# TEXTE
Miser sur la souveraineté sanitaire
Qu’ils soient tombés dans le domaine public ou non, les médicaments les plus exposés à la rupture sont ceux qui présentent des délais de fabrication longs, une chaîne d’approvisionnement complexe, et/ou un principe actif rare.
« Il faut aussi veiller à l’autonomie stratégique de la chaîne industrielle ainsi qu’à notre indépendance sanitaire. Teva assure plus de 50 % de ses sources en principe actif dans ses propres usines et fabrique plus de 90 % de ses produits finis en Europe. Pendant la crise du Covid-19, cela nous a permis de mobiliser nos équipes au sein de nos 68 sites mondiaux sur les productions prioritaires pour répondre aux demandes des marchés et gouvernements », relate Laurent Borel-Giraud, directeur des opérations pharmaceutiques et commerciales de Teva Santé. Autre exemple, chez Biogaran, 90 % des produits finis sont fabriqués en Europe et 50 %, en France. Comme l'indique Rémy Petitot, « le tissu de sous-traitants industriels maintenu localement permet de conserver notre savoir-faire et nos capacités industrielles sur place. La souveraineté sanitaire est une condition essentielle pour répondre au risque de rupture ».

# TÂCHES À RÉALISER
1. D'après le texte sur la souveraineté sanitaire, quelle part de ses produits finis Biogaran fabrique-t-il en France ?
2. Prolongez le texte sur la souveraineté sanitaire à partir de sa dernière phrase.

# JEU DE DONNÉES
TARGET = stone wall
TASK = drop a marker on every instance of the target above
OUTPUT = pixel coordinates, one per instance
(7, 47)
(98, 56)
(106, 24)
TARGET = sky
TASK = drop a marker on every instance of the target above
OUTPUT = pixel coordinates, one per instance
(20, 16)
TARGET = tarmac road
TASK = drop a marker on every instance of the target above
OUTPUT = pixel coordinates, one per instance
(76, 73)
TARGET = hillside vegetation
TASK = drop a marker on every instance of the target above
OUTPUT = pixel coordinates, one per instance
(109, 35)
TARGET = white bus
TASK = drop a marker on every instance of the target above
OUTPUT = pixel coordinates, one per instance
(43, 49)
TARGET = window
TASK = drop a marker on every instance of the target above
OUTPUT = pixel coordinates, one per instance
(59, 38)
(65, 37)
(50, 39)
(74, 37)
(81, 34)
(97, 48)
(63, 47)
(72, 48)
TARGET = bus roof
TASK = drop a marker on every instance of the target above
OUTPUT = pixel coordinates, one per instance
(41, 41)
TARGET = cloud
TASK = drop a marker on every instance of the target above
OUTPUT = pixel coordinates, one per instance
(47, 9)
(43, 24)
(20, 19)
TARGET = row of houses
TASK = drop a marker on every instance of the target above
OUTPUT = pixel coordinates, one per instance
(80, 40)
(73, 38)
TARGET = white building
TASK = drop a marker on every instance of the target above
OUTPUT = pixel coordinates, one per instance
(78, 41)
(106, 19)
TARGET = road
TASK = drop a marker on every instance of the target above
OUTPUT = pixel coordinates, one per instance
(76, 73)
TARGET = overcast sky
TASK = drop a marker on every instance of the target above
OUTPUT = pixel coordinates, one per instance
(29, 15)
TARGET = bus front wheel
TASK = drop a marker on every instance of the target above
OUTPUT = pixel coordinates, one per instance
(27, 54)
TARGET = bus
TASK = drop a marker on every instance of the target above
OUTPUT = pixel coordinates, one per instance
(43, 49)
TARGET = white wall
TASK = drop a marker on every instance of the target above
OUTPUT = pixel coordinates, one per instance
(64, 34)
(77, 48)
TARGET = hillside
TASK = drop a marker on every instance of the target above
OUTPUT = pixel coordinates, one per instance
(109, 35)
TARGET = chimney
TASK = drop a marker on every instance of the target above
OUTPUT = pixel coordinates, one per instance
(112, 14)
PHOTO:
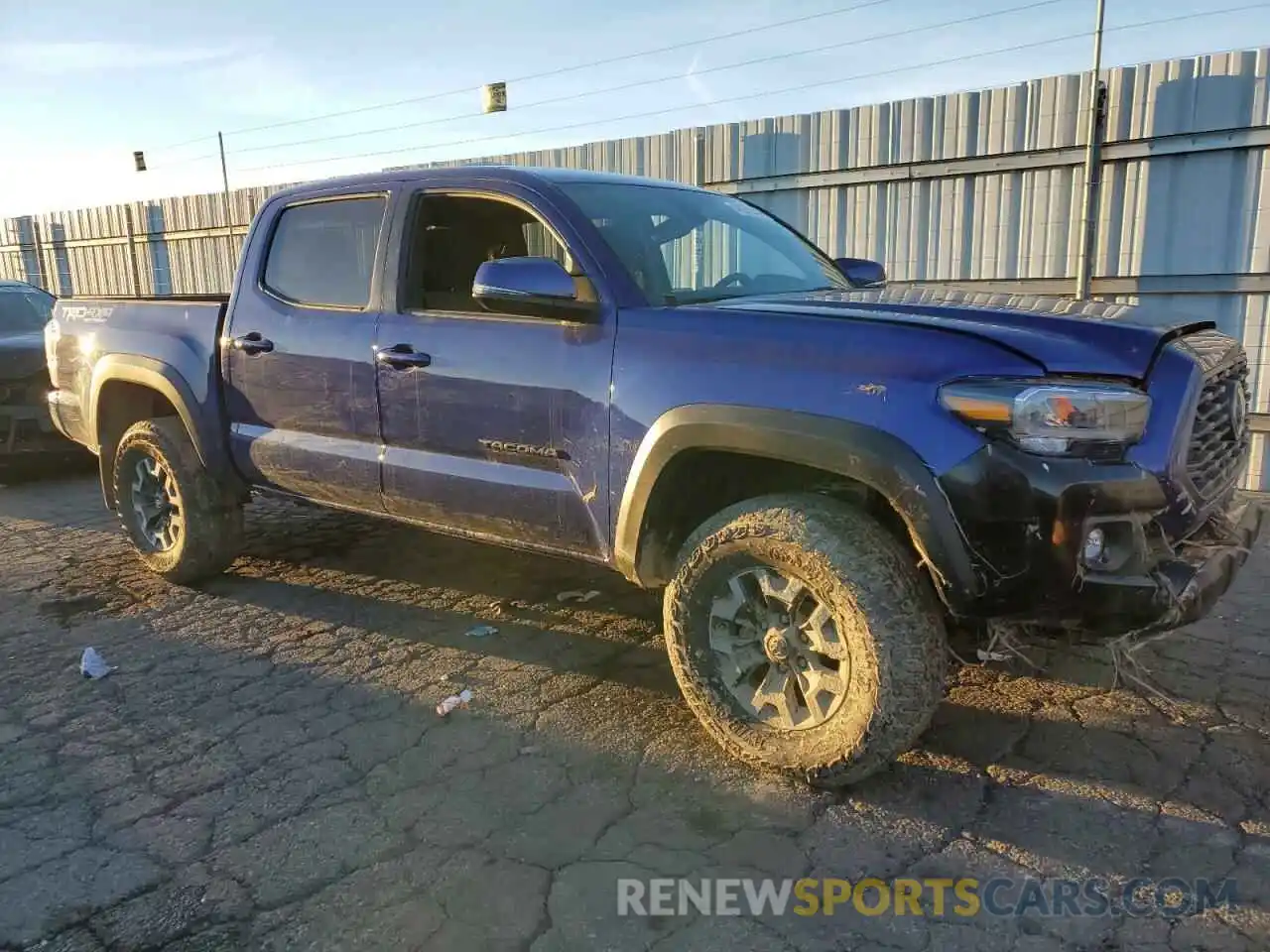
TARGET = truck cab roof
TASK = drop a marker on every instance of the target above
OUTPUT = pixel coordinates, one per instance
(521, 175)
---
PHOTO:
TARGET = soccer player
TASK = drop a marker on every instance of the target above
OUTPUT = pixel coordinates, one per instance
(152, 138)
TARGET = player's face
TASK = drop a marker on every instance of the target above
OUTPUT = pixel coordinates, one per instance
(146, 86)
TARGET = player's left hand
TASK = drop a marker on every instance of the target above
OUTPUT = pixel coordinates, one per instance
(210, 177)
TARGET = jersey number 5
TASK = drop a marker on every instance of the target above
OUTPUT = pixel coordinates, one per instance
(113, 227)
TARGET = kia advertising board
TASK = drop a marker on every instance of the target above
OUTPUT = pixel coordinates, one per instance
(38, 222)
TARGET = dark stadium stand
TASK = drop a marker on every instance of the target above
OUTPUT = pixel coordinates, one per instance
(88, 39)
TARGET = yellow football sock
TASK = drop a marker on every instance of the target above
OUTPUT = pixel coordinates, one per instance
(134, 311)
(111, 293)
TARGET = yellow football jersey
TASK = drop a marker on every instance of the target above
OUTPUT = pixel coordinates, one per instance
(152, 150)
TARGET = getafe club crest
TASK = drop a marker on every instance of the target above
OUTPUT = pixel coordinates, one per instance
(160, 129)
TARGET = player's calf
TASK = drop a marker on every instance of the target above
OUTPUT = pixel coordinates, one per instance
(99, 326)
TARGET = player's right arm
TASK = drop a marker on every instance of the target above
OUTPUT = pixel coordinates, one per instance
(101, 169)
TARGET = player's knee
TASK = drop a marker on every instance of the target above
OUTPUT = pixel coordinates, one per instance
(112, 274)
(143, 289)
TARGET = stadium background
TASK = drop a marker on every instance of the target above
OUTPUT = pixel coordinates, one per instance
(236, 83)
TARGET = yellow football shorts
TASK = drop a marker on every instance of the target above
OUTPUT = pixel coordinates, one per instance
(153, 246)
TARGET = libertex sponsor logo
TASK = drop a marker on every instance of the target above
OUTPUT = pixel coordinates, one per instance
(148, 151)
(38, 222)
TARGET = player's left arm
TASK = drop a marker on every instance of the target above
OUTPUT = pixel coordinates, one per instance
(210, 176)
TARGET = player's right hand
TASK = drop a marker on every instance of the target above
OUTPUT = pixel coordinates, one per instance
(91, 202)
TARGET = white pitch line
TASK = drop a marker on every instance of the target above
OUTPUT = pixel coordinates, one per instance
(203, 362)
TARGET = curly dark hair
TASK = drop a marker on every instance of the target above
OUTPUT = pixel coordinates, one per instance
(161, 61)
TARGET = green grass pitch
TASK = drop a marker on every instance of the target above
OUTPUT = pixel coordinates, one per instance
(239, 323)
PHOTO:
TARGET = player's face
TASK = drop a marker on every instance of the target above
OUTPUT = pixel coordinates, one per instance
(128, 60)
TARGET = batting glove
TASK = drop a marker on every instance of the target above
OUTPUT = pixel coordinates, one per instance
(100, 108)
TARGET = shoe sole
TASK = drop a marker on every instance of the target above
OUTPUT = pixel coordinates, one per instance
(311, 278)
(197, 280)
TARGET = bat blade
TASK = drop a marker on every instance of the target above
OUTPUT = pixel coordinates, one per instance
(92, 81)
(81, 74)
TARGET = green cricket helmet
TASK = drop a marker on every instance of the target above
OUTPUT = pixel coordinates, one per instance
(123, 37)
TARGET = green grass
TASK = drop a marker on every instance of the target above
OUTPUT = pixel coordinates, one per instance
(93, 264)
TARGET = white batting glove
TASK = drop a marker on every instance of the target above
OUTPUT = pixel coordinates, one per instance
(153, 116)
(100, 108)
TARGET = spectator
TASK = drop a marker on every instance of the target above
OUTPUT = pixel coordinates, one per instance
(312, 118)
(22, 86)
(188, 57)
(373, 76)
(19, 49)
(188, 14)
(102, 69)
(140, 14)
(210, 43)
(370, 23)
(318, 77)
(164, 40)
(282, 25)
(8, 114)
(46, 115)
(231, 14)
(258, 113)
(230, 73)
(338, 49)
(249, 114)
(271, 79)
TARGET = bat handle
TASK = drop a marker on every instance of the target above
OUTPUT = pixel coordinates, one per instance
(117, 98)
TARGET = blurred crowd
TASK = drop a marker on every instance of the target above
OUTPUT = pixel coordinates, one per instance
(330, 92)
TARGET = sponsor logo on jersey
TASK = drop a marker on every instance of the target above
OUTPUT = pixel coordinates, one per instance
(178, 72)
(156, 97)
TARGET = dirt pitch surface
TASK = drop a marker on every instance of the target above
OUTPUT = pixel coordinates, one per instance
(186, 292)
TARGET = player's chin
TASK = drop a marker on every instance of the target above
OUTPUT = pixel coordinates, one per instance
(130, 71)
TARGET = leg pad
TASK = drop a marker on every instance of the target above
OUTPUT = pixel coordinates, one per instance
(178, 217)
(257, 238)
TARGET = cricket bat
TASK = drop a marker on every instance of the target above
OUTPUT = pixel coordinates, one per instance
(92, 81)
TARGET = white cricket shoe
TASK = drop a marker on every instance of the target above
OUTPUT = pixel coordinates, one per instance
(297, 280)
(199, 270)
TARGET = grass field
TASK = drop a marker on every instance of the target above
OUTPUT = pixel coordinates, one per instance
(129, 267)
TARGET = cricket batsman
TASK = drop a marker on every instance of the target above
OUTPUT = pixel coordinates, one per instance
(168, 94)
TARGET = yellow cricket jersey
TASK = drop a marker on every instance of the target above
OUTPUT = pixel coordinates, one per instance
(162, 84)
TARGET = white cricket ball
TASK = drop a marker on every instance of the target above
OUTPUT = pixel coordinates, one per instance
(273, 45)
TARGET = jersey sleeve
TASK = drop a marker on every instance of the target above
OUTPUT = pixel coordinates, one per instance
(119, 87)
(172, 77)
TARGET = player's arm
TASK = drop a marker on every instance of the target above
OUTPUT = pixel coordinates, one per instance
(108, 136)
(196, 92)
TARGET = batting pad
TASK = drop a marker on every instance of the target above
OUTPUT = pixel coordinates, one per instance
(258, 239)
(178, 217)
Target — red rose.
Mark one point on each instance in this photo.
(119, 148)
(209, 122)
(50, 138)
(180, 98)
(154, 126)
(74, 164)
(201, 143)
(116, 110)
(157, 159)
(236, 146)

# RÉPONSES PAR NUMÉRO
1. 50 %.

2.
Pour sa part, Sandoz dispose de trois leviers principaux. « L’état de nos stocks est régulièrement communiqué à l’ANSM. Nous qualifions plusieurs lignes de production sur un même site et nous nous appuyons sur plusieurs sites de production. Par ailleurs, notre réseau bien établi en Europe est à même de livrer nos produits de manière rapide et efficiente. Récemment, des usines du groupe Novartis ont été exclusivement consacrées à Sandoz pour fluidifier l’approvisionnement de nos génériques et répondre à la demande croissante des patients », note Damien Holly, Directeur de l’approvisionnement chez Sandoz.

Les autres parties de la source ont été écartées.